== Document extract ==
┄┄┄┄┄┄┄┄┄┄

Here is how it worked. People were asked to read the same paragraph from a book. These recordings were chopped into two-, four-, six-, twelve-, and twenty-four-second segments, and a master tape was created consisting of a mixture of these segments of their own and other voices (matched for age and sex). Meantime, each individual was hooked up to a machine measuring his or her galvanic skin response (GSR), a measure of arousal that is normally twice as great for hearing one’s own voice as hearing someone else’s. People were asked to press a button to indicate that they thought the recording was of themselves and another button to indicate how sure they were.
Several interesting facts were discovered. Some people denied their own voices some of the time; this was the only kind of mistake they made and they seemed to be unconscious of making it (when interviewed later, only one was aware of having made this mistake). And yet the skin had it correct—that is, it showed the large increase in GSR expected upon hearing one’s own voice. By contrast, another set of people heard themselves talking when they were not—they projected their voice, and this was the only error they made. Although half were aware later that they had sometimes made this mistake,
the skin once again had it correct. This is unconscious self-recognition shown to be superior to conscious recognition. There were two other categories: those who never made mistakes and those who made both kinds, sometimes fooling even their skin, but for simplicity we neglect these two categories (about which nothing more is known, in any case).
It is well known that making people feel bad about themselves leads to less self-involvement (e.g., looking in the mirror). In the above experiment, people made to feel bad by a poor score on a pseudo-exam just taken (in fact, with grades randomly assigned) started to deny their voices. Made to feel good by a good score, they started to hear themselves talking when they were not. It was as if self-presentation was expanding under success and contracting in response to failure.

┄┄┄┄┄┄┄┄┄┄

Records from a collection

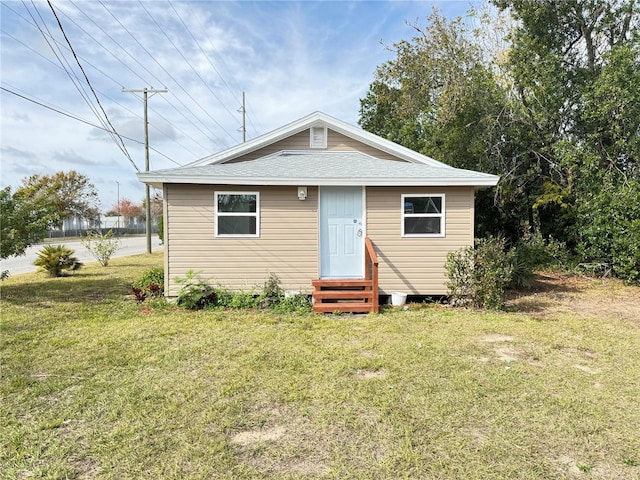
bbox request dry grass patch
[0,262,640,480]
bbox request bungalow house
[138,112,498,312]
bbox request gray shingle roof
[138,151,498,186]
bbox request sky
[0,0,479,212]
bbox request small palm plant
[33,245,82,277]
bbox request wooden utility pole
[122,87,169,253]
[238,92,247,143]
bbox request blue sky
[0,0,479,211]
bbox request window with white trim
[402,194,445,237]
[215,192,260,237]
[309,127,327,148]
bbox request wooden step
[313,302,373,313]
[311,279,377,313]
[311,279,373,289]
[313,290,373,300]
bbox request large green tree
[0,171,97,278]
[495,0,640,281]
[360,0,640,280]
[16,170,98,224]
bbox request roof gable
[138,112,499,187]
[186,112,446,167]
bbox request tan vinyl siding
[367,187,474,295]
[229,129,398,163]
[164,184,474,296]
[165,184,318,296]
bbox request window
[215,192,260,237]
[402,195,444,237]
[309,127,327,148]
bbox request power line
[0,27,208,158]
[169,2,237,124]
[0,85,182,168]
[98,1,227,148]
[47,0,131,163]
[180,1,259,135]
[138,0,233,142]
[55,1,226,151]
[22,0,131,163]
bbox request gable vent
[309,127,327,148]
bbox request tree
[33,245,82,277]
[111,198,144,226]
[360,10,535,239]
[0,187,51,279]
[360,0,640,280]
[495,0,640,282]
[16,170,98,224]
[80,230,122,267]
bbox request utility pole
[238,92,247,143]
[122,87,169,253]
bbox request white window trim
[213,191,260,238]
[400,193,447,238]
[309,125,327,148]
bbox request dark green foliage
[176,270,216,310]
[80,230,122,267]
[0,187,51,279]
[132,267,164,300]
[445,237,514,310]
[33,245,82,277]
[508,233,569,288]
[576,181,640,283]
[359,0,640,284]
[271,293,312,315]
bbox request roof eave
[138,173,499,188]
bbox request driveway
[0,235,164,275]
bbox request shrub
[175,270,216,310]
[80,230,122,267]
[33,245,82,277]
[445,237,515,309]
[133,267,164,297]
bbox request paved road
[0,235,163,275]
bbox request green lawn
[0,254,640,479]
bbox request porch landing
[311,279,379,313]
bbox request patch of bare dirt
[229,404,327,476]
[231,425,287,446]
[353,368,387,380]
[506,272,640,326]
[480,333,513,343]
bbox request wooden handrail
[364,237,380,313]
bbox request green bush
[33,245,82,277]
[175,270,216,310]
[270,293,312,315]
[445,237,515,309]
[80,230,122,267]
[133,267,164,298]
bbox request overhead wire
[0,29,207,158]
[180,0,260,136]
[138,0,233,142]
[51,1,221,151]
[0,83,182,168]
[98,0,227,148]
[22,0,133,162]
[168,1,239,119]
[47,0,131,164]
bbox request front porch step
[311,279,376,313]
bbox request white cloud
[0,0,480,206]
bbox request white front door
[320,187,364,278]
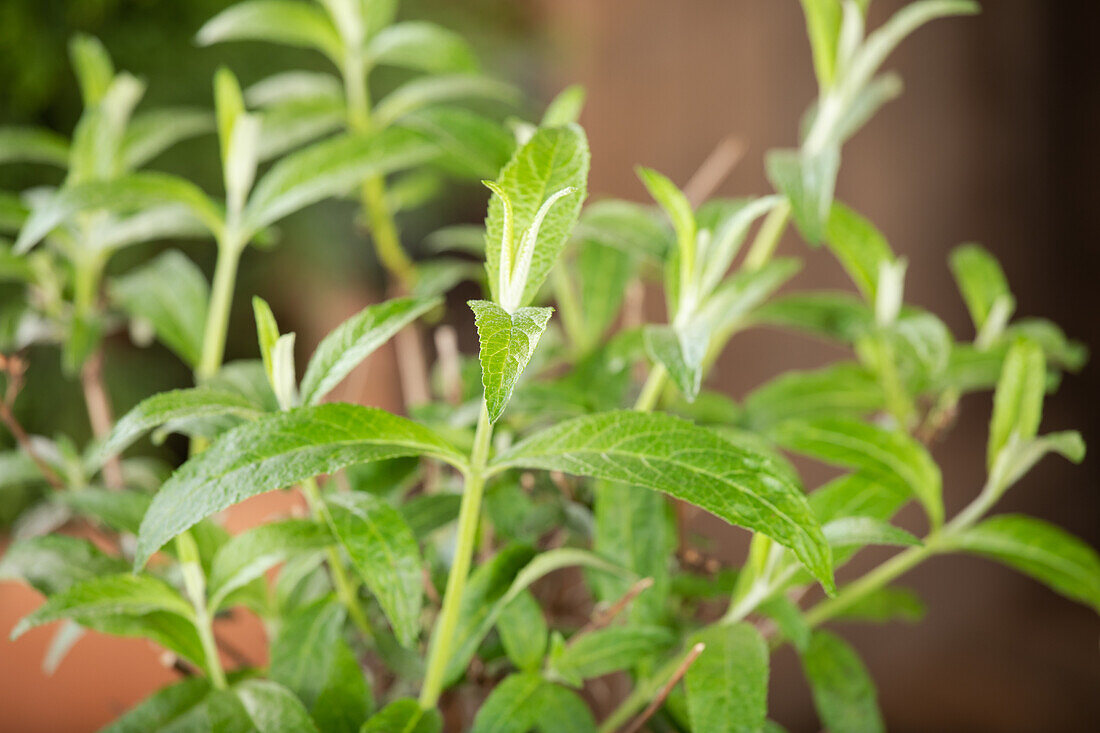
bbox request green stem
[195,237,244,383]
[805,537,938,626]
[73,254,107,316]
[420,402,493,710]
[634,364,669,413]
[744,199,791,271]
[301,479,374,638]
[362,176,416,294]
[176,532,226,690]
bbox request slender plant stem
[634,364,669,413]
[744,198,791,271]
[195,238,244,383]
[420,402,493,710]
[73,253,123,490]
[598,644,703,733]
[176,231,243,689]
[80,346,124,491]
[176,532,226,690]
[301,479,374,638]
[0,401,65,489]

┄┄┄┄┄┄┄┄┄┄

== Problem set ==
1. Condense the paragraph of the passage on voice self-recognition that begins "Here is how it worked" into a short bulleted list that keeps its main facts.
2. Quote the passage on voice self-recognition word for word, from "It is well known" to "response to failure.".

== Task-by-task outputs ==
1.
- Participants all read the same paragraph from a book, and the recordings were cut into segments of two, four, six, twelve, and twenty-four seconds.
- A master tape mixed segments of each person's own voice with segments of other voices matched for age and sex.
- Each person's galvanic skin response (GSR) was measured. This arousal measure is normally twice as great for hearing one's own voice as for hearing someone else's.
- Participants pressed one button when they thought a recording was of themselves and another to show how sure they were.

2.
It is well known that making people feel bad about themselves leads to less self-involvement (e.g., looking in the mirror). In the above experiment, people made to feel bad by a poor score on a pseudo-exam just taken (in fact, with grades randomly assigned) started to deny their voices. Made to feel good by a good score, they started to hear themselves talking when they were not. It was as if self-presentation was expanding under success and contracting in response to failure.